READING PASSAGE:
________________________

Professor of Physics, Emeritus


1920 — 2006



With the death of Owen Chamberlain at age 85 on February 28, 2006, the University of California, Lawrence Berkeley National Laboratory, and the wider world lost a great physicist and humanitarian. Best known for his discovery of the antiproton, for which he shared the 1959 Nobel Prize in physics with Emilio Segrè, he had a long career in groundbreaking experimental work in fundamental particle physics. He was a Fellow of the American Physical Society and a member of the U.S. National Academy of Sciences.


Ever unpretentious and approachable, he was ‘Owen’ to all who knew him. He transmitted his skills and knowledge to students and colleagues by example. He worked side-by-side with them at the accelerator caves into the wee hours carrying lead bricks for shielding, recording the data, and fixing whatever equipment needed fixing. He would use these occasions and other informal encounters to elucidate physics principles, concepts, and his reasoning in problem solving.


Owen was born in San Francisco on July 10, 1920, the son of Dr. W. Edward Chamberlain, a distinguished radiologist, and Genevieve Lucinda Owen. After the family’s move to Philadelphia in 1930, Owen attended school there, including high school at Germantown Friends School, and then went on to Dartmouth. After his graduation in 1940 he was accepted as a graduate student in physics at the University of California, Berkeley. There he met Professor Emilio Segrè and fellow student Clyde Wiegand, who were to become close collaborators and friends.


Soon after the outbreak of World War II in December 1941, Ernest Lawrence persuaded Segrè to help with the development of a nuclear bomb at Los Alamos. Owen and Clyde followed him there and were present at Alamogordo when the first atomic bomb was detonated on July 19, 1945. Shortly after the end of WW II Owen went to the University of Chicago to obtain his Ph.D. under the direction of Enrico Fermi. In 1948, several months before submitting his thesis, he returned to UC Berkeley as a physics instructor. Advancing quickly through the ranks, by 1958 he had become a full professor at age 38.

________________________

DATA PROVIDED:
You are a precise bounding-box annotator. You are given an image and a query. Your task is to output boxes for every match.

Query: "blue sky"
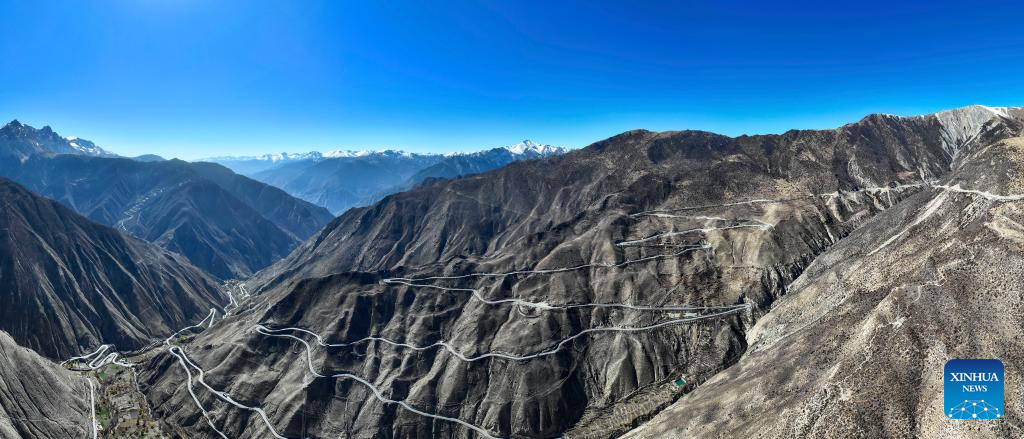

________________________

WRITTEN PROBLEM A: Reproduce the stretch of the Owen Chamberlain tribute from "Professor of Physics, Emeritus" through "Academy of Sciences.".
WRITTEN PROBLEM B: Carry on the Owen Chamberlain tribute from the point where it stops.

WRITTEN RESPONSE A:
Professor of Physics, Emeritus


1920 — 2006



With the death of Owen Chamberlain at age 85 on February 28, 2006, the University of California, Lawrence Berkeley National Laboratory, and the wider world lost a great physicist and humanitarian. Best known for his discovery of the antiproton, for which he shared the 1959 Nobel Prize in physics with Emilio Segrè, he had a long career in groundbreaking experimental work in fundamental particle physics. He was a Fellow of the American Physical Society and a member of the U.S. National Academy of Sciences.

WRITTEN RESPONSE B:
Upon his return to Berkeley he joined with Segrè, Wiegand, and graduate student Tom Ypsilantis to initiate a program of proton-proton scattering experiments at the 184-inch synchrocyclotron designed to elucidate the nature of the nucleon-nucleon interaction. A crucial feature of this work was their pioneering use of beams of polarized protons. Thanks to his easy informality and extensive, deep understanding of physics, the many graduate students who participated in these experiments tended to go to Owen whenever they had questions or problems. He enjoyed interacting with students at all levels, and he was very good at it.


In 1954, the world’s highest energy proton synchrotron, the Bevatron, was completed at Berkeley’s Radiation Laboratory. Designed to accelerate protons to 6.3 GeV, it was able to produce antiprotons, particles that had been theoretically predicted but never seen. In an oral history completed in 2001 Owen recounts how he first became involved in the quest to discover the antiproton. He was spending the summer of 1954 at Brookhaven National Laboratory when he learned that Maurice Goldhaber had bet Hartland Snyder $500 that antiprotons did not exist. He says: “Well I have great respect for Maurice Goldhaber as a physicist, and I suspect he made the bet when he was a little drunk, but even when drunk Maurice Goldhaber is a good physicist. So if someone of the stature of Maurice thought that maybe antiprotons didn’t exist, then this was a real spur to showing that they did. And I think it was at this moment that I decided: ‘By Jove, this is what I want to do.’”


Owen and Clyde Wiegand spearheaded the effort, later joined by Segrè and Ypsilantis, to prepare an experiment to look for antiprotons. The main experimental challenge was to cleanly isolate and identify the extremely rare antiprotons from the much more copiously produced negative pions in the beam – typically 50,000 pions for every antiproton. In September 1955, after about a month of intermittent data taking, they were able to report the unambiguous observation of antiprotons. The Nobel Prize followed in 1959.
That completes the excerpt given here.